== Segment start ==

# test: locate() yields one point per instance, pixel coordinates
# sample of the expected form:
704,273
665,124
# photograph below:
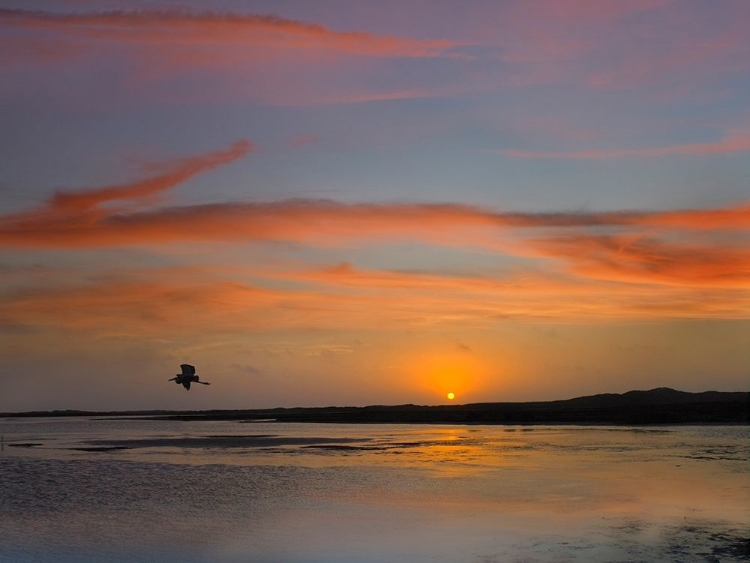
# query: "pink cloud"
183,28
732,143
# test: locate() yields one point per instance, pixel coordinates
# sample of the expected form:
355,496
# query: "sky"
340,202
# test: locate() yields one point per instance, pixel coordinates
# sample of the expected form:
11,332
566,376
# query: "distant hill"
657,406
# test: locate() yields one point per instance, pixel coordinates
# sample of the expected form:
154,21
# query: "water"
134,490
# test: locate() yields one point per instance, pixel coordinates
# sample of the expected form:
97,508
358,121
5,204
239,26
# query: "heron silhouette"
187,377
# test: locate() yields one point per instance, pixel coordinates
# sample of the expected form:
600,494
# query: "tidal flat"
127,490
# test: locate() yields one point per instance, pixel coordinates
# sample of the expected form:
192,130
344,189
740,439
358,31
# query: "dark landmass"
657,406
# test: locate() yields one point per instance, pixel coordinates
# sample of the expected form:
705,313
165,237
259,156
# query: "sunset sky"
341,202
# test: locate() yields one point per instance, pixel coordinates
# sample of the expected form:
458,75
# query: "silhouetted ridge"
656,406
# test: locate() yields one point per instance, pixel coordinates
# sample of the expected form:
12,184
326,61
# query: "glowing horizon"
367,203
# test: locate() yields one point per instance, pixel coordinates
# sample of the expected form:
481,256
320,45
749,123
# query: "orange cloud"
81,211
183,28
737,142
647,260
77,219
347,298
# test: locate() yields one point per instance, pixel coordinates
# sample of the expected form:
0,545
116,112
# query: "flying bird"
187,377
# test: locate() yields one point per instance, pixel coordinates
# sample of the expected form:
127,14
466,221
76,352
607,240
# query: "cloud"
733,143
347,298
82,210
181,28
78,219
648,260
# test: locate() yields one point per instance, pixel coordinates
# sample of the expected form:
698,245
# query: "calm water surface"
82,490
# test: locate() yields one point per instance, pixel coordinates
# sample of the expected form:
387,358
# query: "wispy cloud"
79,218
184,28
732,143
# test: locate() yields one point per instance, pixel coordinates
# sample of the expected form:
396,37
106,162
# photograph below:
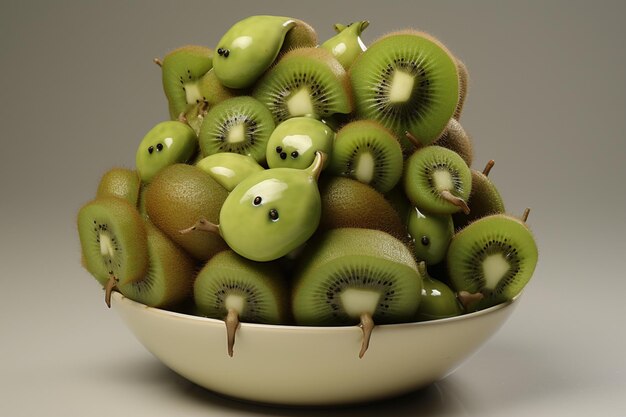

== Segment end ==

Pictures aside, every entry above must be repeated exactly.

SOLUTION BELOW
# test: locate() yields one point per instance, pixel coordinates
# sample of the expected form:
704,273
665,124
# photograph below:
# query: "pink cloud"
183,28
732,143
# test: locate() yields one point per instance, pixel coordinates
# sample of the expected form:
355,496
# query: "sky"
340,202
# test: locate() yields one point per instance, pixel coordinates
# sample of the expected form:
11,332
566,376
# query: "distant hill"
657,406
# test: locate() yields one point per instance, pixel coordinates
# sample of the expected form:
154,21
# query: "water"
134,490
# test: locate() yields one point per instance, pixel coordinates
# sample of the expected form:
97,508
358,121
5,204
239,26
# query: "heron silhouette"
187,377
# test: locate() yields one point per instance, pixel coordinates
# sample of the expected form:
600,494
# query: "tidal flat"
127,490
# test: locate() yields one point per instance, pixel coordinates
# sample of the expected form:
192,130
344,189
740,439
358,31
# query: "dark landmass"
657,406
# test: locate() yields one point per instance, pixel coordinates
# sample of the expected form:
705,313
165,237
259,156
# query: "sunset sky"
341,202
# test: locate() yields one point per instance, pixel coordinates
# sample of the expected form:
458,75
# query: "silhouetted ridge"
656,406
# test: locate() yields one point per instance, pixel coordinates
# sample of the expected form:
12,184
326,61
# query: "glowing horizon"
367,203
# test: locate() yields one point per instance, pixel coordinates
# sample of the expected form:
481,256
320,45
749,123
# query: "orange cloud"
81,211
183,28
737,142
647,260
77,219
347,298
# test: locate() yields one point per instance, pixel coordinates
# sample of the expected form:
0,545
116,112
# query: "flying bird"
187,377
# test: locate() yields one point per instance, pixel coordinates
# sample of the expected form:
127,14
466,221
76,352
607,240
# query: "cloud"
733,143
347,298
82,210
181,28
78,219
648,260
# test: locate() yields one point per instance, pixel coordinates
# sample of the expected form:
698,245
# query: "calm water surface"
82,490
# test: locate() yields one point per instance, pixel coordinates
# sample of the expected form:
387,358
# query: "wispy cloud"
79,218
184,28
732,143
# test: locate() yields one point per instance, pixel coordinates
# sample of the expected form:
396,37
106,162
# photograph below:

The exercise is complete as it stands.